### Work instructions
Please show every line below that contains the word "slope", copying each one in full.
=-=-=
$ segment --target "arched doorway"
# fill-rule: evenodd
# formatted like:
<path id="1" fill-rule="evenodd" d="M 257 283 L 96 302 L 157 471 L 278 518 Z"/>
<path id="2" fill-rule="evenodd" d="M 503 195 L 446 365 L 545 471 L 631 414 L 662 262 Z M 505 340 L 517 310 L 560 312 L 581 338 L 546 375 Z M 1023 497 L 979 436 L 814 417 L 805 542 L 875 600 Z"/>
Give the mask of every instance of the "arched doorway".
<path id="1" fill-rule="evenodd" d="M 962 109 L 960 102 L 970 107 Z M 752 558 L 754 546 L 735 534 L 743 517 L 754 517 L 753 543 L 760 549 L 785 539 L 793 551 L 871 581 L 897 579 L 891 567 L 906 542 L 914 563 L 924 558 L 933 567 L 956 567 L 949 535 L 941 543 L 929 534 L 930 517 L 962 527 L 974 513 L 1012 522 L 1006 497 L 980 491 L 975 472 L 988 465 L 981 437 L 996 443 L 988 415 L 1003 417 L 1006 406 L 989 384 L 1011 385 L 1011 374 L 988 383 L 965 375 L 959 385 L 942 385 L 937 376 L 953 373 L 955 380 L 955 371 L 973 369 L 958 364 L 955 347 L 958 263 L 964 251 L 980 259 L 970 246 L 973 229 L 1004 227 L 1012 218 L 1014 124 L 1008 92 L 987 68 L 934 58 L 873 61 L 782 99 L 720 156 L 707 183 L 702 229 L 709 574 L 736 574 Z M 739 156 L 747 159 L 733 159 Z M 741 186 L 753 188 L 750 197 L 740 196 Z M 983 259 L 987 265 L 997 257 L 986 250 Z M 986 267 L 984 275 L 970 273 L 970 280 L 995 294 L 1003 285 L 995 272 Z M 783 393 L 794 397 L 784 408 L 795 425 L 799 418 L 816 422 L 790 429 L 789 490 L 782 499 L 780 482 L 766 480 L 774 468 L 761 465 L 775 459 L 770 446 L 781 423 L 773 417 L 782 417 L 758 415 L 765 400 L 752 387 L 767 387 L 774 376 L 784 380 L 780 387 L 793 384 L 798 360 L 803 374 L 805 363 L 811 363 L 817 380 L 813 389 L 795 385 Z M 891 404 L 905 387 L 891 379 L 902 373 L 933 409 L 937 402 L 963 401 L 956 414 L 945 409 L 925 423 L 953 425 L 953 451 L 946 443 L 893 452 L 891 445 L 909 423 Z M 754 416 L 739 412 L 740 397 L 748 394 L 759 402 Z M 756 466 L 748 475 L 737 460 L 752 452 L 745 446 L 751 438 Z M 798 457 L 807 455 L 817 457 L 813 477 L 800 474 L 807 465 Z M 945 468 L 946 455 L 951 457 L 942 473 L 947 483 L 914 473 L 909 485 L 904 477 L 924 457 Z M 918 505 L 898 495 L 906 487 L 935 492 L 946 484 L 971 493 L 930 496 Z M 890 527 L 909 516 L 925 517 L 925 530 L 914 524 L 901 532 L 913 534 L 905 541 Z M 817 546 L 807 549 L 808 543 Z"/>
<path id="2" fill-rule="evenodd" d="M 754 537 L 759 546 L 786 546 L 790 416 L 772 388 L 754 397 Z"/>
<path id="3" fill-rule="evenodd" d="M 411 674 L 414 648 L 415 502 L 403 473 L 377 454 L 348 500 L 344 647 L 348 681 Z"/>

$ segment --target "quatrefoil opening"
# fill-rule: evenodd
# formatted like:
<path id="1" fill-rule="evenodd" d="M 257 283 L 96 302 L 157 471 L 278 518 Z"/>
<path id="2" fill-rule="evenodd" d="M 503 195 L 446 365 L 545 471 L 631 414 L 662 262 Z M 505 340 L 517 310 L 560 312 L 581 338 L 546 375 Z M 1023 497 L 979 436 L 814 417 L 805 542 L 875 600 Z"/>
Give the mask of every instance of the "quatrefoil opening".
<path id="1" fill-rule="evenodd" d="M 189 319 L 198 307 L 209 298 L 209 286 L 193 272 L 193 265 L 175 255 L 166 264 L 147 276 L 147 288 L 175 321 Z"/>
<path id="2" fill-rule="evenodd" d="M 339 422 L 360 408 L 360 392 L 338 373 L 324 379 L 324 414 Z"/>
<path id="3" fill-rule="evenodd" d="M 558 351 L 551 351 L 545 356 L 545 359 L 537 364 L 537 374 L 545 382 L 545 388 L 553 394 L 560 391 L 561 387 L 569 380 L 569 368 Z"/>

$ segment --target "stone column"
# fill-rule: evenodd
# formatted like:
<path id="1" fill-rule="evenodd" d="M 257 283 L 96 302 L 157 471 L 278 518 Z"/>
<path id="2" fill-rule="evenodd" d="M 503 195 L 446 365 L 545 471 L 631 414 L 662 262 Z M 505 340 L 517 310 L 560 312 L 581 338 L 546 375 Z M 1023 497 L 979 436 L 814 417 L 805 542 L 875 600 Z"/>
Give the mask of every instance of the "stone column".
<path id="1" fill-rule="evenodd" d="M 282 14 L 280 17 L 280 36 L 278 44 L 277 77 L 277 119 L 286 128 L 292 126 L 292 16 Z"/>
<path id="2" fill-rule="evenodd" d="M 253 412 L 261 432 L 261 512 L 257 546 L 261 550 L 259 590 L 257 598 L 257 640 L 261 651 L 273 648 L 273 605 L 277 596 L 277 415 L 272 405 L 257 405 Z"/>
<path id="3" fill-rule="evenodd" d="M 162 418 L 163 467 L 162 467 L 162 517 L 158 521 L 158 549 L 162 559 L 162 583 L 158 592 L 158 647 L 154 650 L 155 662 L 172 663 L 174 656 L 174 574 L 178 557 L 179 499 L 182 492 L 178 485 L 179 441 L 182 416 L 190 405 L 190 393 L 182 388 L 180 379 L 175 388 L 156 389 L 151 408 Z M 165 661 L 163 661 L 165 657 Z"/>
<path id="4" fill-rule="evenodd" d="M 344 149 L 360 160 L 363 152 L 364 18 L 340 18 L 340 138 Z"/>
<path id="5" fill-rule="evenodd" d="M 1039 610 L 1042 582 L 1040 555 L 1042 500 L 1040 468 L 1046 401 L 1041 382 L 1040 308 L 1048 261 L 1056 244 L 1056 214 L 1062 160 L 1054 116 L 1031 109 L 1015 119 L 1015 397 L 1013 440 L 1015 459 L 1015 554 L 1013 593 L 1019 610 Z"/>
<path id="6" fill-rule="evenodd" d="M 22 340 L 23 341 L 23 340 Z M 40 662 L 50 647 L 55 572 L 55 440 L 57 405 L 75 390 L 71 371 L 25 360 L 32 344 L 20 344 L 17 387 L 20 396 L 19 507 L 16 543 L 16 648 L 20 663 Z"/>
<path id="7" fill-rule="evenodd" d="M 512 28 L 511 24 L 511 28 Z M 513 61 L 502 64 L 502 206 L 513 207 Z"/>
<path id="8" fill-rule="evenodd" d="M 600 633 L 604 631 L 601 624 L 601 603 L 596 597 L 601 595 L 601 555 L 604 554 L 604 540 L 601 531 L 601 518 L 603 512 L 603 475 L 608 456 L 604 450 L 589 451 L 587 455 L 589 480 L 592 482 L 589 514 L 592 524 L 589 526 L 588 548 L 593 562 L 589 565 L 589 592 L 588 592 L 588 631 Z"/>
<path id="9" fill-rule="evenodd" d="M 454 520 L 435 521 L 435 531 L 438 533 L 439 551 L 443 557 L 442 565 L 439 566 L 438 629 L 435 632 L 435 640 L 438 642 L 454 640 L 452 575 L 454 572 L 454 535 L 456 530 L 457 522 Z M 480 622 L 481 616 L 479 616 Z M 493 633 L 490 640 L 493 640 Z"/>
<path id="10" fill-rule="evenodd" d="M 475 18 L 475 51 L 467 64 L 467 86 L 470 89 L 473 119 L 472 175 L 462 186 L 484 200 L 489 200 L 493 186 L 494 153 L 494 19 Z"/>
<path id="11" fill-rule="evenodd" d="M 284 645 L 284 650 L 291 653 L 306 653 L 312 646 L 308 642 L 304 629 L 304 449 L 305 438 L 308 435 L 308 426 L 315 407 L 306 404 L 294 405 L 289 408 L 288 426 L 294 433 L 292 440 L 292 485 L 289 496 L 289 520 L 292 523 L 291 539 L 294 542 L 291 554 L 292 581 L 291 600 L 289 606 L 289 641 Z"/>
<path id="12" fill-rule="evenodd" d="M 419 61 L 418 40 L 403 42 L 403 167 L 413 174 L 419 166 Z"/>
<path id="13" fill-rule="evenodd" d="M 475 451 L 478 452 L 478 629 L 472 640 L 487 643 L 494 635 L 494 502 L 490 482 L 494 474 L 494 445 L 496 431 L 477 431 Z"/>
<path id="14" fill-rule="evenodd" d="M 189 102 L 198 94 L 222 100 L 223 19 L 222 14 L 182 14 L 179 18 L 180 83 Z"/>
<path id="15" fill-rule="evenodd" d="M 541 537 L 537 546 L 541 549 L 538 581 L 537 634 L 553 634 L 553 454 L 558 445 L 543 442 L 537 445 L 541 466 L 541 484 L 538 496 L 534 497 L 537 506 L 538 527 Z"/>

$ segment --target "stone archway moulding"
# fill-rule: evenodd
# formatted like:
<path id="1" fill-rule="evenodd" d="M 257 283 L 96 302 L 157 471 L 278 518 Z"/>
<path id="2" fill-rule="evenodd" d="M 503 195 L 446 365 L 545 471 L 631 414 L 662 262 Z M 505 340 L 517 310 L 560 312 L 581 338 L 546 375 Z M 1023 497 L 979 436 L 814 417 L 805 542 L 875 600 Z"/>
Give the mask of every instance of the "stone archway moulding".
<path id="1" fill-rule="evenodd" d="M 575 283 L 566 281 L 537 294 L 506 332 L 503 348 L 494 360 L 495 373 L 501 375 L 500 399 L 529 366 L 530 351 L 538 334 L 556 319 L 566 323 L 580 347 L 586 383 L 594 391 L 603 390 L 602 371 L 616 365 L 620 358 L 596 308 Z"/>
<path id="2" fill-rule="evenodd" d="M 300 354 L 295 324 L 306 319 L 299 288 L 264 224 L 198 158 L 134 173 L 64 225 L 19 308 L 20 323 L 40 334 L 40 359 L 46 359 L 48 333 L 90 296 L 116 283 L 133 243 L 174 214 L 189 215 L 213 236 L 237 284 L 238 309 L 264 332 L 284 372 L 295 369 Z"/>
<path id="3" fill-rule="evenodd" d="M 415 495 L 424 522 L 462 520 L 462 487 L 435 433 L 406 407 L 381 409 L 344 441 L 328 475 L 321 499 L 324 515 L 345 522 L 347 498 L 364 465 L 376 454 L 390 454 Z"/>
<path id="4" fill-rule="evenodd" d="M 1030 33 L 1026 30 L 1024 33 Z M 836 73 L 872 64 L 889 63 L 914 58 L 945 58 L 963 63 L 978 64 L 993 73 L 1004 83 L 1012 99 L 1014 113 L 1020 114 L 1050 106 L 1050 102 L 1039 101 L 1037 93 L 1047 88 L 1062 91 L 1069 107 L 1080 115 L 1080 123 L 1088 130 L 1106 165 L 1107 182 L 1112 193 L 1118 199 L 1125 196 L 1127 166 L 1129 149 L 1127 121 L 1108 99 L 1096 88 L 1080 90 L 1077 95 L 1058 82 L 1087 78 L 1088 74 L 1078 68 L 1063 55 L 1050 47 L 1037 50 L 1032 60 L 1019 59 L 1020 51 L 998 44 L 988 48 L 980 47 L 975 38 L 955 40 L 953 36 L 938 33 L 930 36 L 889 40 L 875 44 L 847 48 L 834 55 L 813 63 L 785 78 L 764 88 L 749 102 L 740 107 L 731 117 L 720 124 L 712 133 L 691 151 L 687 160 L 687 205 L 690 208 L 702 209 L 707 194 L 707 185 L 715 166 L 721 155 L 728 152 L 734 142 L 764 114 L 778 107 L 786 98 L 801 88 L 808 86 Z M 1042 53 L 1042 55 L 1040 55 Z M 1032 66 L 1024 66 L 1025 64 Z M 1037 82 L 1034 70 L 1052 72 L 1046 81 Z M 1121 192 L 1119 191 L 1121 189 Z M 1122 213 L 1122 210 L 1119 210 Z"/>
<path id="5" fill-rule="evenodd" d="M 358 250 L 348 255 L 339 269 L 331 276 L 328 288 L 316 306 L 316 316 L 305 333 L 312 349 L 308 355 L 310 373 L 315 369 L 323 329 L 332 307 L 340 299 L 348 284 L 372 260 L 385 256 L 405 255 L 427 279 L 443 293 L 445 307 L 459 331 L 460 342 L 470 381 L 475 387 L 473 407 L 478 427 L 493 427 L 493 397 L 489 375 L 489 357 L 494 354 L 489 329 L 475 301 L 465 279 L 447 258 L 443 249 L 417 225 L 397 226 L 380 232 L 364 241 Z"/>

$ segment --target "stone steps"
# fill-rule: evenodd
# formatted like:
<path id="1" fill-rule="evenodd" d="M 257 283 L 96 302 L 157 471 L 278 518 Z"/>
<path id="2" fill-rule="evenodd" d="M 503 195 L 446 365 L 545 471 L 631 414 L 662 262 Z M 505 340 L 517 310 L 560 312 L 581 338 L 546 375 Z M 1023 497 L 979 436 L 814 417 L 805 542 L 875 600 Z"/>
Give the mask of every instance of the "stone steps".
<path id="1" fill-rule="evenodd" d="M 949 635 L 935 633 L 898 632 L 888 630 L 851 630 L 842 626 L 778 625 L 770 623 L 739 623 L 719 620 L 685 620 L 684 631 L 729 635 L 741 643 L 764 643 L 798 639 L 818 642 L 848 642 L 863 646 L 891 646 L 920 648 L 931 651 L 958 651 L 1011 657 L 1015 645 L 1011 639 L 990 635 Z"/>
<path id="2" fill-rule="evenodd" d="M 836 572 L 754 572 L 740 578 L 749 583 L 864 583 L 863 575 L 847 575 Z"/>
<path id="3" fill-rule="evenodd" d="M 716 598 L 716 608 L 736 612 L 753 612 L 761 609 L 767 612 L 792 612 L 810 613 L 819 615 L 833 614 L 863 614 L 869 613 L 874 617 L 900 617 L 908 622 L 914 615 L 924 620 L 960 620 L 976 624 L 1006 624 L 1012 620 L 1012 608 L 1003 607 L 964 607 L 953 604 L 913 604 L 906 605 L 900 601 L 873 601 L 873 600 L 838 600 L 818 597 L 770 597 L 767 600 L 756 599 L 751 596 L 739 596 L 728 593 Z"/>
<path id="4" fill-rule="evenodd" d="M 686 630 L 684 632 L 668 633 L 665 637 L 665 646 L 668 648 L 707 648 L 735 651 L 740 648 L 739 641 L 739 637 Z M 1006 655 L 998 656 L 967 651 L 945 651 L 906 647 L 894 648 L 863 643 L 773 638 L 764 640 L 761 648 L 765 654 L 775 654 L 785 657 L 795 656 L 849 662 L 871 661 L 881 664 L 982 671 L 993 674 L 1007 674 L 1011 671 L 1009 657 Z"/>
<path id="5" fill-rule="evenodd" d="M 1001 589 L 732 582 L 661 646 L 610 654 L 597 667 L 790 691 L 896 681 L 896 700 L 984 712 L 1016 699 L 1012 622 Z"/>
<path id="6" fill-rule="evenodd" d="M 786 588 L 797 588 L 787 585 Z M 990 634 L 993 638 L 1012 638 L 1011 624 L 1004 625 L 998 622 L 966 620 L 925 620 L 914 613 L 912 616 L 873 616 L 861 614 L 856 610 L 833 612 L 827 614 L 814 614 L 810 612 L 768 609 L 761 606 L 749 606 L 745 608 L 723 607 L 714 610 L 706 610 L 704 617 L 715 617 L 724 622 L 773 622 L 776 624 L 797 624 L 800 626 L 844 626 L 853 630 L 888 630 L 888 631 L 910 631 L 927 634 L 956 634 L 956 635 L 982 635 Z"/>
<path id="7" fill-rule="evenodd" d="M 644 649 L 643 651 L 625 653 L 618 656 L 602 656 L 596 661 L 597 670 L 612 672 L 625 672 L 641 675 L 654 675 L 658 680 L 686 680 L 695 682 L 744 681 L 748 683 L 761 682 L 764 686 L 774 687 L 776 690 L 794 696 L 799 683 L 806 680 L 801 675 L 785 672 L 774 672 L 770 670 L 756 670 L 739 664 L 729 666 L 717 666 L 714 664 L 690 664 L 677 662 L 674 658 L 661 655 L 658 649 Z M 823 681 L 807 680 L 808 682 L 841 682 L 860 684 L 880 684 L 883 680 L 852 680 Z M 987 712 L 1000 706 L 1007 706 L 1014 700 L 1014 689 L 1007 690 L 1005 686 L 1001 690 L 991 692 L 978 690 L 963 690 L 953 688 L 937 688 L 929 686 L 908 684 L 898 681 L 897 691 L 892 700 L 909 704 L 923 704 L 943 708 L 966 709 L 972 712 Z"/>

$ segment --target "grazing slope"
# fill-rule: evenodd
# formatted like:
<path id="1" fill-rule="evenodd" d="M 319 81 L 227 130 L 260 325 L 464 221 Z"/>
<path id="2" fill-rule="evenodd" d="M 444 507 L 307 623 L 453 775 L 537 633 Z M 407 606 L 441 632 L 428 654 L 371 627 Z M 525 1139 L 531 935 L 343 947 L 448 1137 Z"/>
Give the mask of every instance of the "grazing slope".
=-=-=
### Answer to the task
$ segment --target "grazing slope"
Give the mask of every instance of the "grazing slope".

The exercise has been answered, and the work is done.